**LIST OF TASKS:**
1. According to the article on Linux VPNs, what does a VPN use to connect private networks together?
2. In the entries, change "beige wall" to "cream wall" in everything from the line containing "If any beige wall" down to the line containing "left=0, top=261, right=10, bottom=298", and return only those lines with nothing else altered.

**PROVIDED PASSAGE:**
....

This isn't the first good idea Bill's given me (nor, I hope, is it the last). So this month, I begin a series on Linux VPNs, with special attention to OpenVPN. I'd like to dedicate this series to Bill Wurster, whose skill, creativity, enthusiasm and integrity have been such an inspiration not only to me but also to a couple generations of coworkers. Your warmth and wisdom will be sorely missed, Bill—here's wishing you a long, happy and fun retirement!
Rather to my surprise, the overview of VPN technologies in general, and Linux VPN choices in specific, that I did in 2005 is still pretty current (see Resources for a link to this earlier article). If you find the overview I'm about to give to be too brief, I refer you to that piece. Here, though, is a brief introduction.
To create a “Virtual Private Network” is to extend some private network—for example, your home Local Area Network (LAN) or your employer's Wide Area Network (WAN)—by connecting it to other networks or systems that aren't physically connected to it, using some sort of “virtual” (non-dedicated, non-persistent) network connection over network bandwidth not controlled or managed by you. In other words, a VPN uses a public network (most commonly the Internet) to connect private networks together.
Because by definition a public network is one over which you have no real control, a VPN must allow for two things: unreliability and lack of security. The former quality is mainly handled by low-level error-correcting features of your VPN software. Security, however, is tricky.
You must select a VPN product or platform that uses good security technologies in the first place (the world is filled with insecure VPN technologies), and you must furthermore enable those security features and resist the temptation to weaken them in order to improve VPN performance (which is ultimately futile anyhow, as Internet bandwidth is generally slower and less reliable than other long-range network technologies, such as dedicated circuits).

....

**DATA PROVIDED:**

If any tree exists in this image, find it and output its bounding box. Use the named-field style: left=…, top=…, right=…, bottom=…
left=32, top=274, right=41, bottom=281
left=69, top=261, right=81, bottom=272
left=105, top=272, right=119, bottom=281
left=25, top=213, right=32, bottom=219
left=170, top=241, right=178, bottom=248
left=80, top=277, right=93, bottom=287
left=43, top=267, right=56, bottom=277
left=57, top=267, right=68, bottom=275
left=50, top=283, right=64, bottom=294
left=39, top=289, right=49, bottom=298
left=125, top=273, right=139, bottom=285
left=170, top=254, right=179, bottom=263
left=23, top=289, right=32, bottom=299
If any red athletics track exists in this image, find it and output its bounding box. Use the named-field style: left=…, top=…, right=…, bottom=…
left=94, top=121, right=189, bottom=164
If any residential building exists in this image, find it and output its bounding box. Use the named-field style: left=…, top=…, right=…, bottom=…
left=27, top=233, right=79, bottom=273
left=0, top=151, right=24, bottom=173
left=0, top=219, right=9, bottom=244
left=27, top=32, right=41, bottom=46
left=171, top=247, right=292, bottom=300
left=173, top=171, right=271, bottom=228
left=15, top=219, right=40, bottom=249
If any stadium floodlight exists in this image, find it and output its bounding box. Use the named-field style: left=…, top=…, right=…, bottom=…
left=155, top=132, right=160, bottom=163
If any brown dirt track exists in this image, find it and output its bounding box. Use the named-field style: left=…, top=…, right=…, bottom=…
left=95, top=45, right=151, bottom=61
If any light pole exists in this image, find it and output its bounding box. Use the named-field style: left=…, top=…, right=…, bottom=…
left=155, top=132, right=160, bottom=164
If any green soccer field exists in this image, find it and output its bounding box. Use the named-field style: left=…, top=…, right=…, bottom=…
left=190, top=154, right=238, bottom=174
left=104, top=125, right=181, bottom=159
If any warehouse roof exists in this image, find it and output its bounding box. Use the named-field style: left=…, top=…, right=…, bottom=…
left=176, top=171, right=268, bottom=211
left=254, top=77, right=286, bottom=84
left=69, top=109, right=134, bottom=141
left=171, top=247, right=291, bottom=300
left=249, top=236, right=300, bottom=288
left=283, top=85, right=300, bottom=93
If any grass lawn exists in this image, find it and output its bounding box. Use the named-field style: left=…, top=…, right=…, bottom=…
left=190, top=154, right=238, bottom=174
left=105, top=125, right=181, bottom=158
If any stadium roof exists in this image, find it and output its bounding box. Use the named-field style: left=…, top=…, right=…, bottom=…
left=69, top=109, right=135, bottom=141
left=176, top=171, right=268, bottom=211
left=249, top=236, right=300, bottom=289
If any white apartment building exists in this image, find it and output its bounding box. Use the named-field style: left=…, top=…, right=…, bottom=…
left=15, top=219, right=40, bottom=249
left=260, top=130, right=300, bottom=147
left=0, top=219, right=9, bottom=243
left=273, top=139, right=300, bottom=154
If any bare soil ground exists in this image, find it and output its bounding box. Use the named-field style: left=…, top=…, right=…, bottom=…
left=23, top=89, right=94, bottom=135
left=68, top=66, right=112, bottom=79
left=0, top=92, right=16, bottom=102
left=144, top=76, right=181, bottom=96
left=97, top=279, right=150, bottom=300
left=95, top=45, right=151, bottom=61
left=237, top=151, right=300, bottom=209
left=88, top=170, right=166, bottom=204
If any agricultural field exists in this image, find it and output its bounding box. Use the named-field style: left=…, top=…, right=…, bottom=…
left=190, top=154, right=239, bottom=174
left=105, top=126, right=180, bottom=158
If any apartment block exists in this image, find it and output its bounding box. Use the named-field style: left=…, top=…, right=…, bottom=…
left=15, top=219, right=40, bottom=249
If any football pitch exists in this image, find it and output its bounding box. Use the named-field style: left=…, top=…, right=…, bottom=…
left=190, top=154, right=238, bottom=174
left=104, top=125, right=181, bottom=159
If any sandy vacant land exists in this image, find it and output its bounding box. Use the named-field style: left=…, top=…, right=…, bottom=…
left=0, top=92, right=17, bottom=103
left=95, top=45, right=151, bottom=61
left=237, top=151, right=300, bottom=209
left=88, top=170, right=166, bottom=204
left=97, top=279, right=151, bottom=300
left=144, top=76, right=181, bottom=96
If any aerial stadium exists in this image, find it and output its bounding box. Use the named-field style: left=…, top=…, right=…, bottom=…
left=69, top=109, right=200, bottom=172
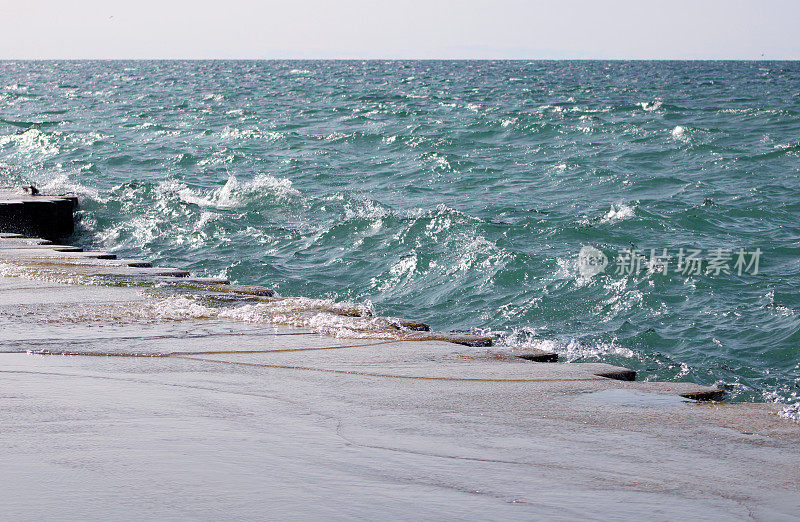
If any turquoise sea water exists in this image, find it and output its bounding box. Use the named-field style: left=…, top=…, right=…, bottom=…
left=0, top=61, right=800, bottom=402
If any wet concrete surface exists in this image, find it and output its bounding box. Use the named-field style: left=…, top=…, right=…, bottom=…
left=0, top=277, right=800, bottom=520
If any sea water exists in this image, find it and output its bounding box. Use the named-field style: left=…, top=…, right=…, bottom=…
left=0, top=61, right=800, bottom=415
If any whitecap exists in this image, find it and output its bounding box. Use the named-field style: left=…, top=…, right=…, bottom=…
left=600, top=203, right=635, bottom=223
left=637, top=100, right=661, bottom=112
left=671, top=125, right=686, bottom=138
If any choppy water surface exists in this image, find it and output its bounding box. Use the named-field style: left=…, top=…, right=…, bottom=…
left=0, top=62, right=800, bottom=408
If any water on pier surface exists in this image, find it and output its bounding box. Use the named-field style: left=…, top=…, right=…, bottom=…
left=0, top=62, right=800, bottom=408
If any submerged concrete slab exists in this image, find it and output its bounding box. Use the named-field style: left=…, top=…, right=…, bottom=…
left=0, top=226, right=800, bottom=519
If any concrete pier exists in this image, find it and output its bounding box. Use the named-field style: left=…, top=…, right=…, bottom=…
left=0, top=188, right=78, bottom=239
left=0, top=189, right=800, bottom=520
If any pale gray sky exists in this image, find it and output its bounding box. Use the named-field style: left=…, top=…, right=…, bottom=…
left=0, top=0, right=800, bottom=59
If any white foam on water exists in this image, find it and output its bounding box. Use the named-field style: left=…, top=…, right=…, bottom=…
left=173, top=174, right=300, bottom=209
left=39, top=174, right=108, bottom=203
left=778, top=402, right=800, bottom=422
left=0, top=129, right=60, bottom=156
left=637, top=100, right=661, bottom=112
left=671, top=125, right=689, bottom=140
left=600, top=203, right=636, bottom=223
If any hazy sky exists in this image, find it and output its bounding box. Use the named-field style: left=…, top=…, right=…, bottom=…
left=0, top=0, right=800, bottom=59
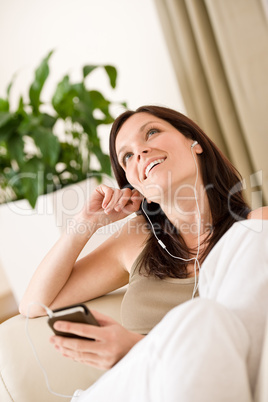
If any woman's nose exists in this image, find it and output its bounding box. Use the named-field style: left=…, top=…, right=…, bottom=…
left=137, top=147, right=150, bottom=161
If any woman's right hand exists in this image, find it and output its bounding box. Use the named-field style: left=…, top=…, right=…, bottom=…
left=78, top=184, right=142, bottom=227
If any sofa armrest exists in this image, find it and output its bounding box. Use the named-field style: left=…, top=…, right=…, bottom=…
left=0, top=289, right=125, bottom=402
left=254, top=317, right=268, bottom=402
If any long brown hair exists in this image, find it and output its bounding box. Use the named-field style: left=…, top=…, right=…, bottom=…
left=110, top=106, right=250, bottom=279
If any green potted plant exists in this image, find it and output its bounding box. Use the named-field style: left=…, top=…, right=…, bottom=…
left=0, top=51, right=126, bottom=207
left=0, top=52, right=126, bottom=302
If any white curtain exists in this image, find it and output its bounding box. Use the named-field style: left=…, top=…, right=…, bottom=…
left=155, top=0, right=268, bottom=203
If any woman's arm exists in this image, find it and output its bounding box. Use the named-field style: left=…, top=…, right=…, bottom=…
left=20, top=185, right=140, bottom=317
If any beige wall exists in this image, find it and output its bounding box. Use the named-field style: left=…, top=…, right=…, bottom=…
left=0, top=261, right=10, bottom=298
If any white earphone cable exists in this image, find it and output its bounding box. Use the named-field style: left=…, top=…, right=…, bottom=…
left=25, top=302, right=78, bottom=399
left=141, top=142, right=201, bottom=298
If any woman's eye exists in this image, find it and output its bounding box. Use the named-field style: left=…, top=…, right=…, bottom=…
left=147, top=128, right=159, bottom=137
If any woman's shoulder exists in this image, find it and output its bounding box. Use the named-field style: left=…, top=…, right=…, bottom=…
left=248, top=207, right=268, bottom=220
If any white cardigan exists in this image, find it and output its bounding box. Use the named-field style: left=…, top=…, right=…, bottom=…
left=72, top=220, right=268, bottom=402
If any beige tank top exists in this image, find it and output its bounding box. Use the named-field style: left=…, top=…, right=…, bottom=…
left=121, top=253, right=198, bottom=335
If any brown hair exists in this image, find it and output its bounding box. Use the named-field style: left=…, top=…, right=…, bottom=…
left=110, top=106, right=250, bottom=278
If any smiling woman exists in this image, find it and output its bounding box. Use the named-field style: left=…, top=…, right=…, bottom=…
left=20, top=106, right=266, bottom=402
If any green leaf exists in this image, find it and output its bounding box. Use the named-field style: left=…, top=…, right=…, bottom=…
left=7, top=135, right=24, bottom=165
left=89, top=91, right=111, bottom=115
left=19, top=157, right=44, bottom=208
left=52, top=75, right=77, bottom=119
left=0, top=98, right=9, bottom=112
left=0, top=112, right=21, bottom=141
left=29, top=51, right=53, bottom=113
left=0, top=112, right=13, bottom=128
left=32, top=126, right=60, bottom=166
left=83, top=65, right=99, bottom=78
left=104, top=65, right=117, bottom=88
left=40, top=113, right=57, bottom=129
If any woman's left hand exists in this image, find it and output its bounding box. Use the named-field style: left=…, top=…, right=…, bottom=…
left=50, top=310, right=144, bottom=369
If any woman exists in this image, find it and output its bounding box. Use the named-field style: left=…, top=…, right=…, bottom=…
left=20, top=106, right=268, bottom=374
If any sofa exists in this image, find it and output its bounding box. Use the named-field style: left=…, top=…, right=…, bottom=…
left=0, top=288, right=268, bottom=402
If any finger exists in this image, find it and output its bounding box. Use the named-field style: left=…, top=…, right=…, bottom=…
left=114, top=188, right=132, bottom=212
left=104, top=188, right=123, bottom=213
left=121, top=190, right=143, bottom=214
left=50, top=336, right=106, bottom=356
left=51, top=321, right=105, bottom=340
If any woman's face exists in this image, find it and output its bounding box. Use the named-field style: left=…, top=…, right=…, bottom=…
left=115, top=113, right=202, bottom=203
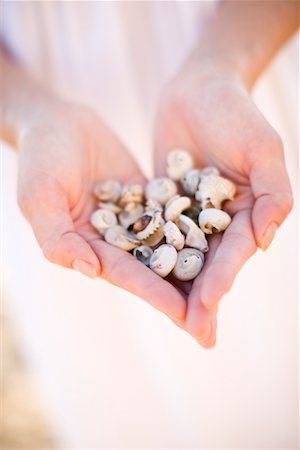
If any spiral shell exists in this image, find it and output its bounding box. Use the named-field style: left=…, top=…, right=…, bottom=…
left=165, top=195, right=192, bottom=221
left=133, top=245, right=153, bottom=267
left=195, top=175, right=236, bottom=209
left=104, top=225, right=140, bottom=251
left=145, top=178, right=177, bottom=205
left=164, top=220, right=184, bottom=250
left=118, top=203, right=144, bottom=228
left=91, top=209, right=118, bottom=234
left=167, top=149, right=194, bottom=181
left=199, top=208, right=231, bottom=234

....

**THE RESULTS:**
1. A public network, most commonly the Internet.

2.
If any cream wall exists in this image, find it and output its bounding box. Use the named-field style: left=…, top=…, right=…, bottom=…
left=0, top=261, right=10, bottom=298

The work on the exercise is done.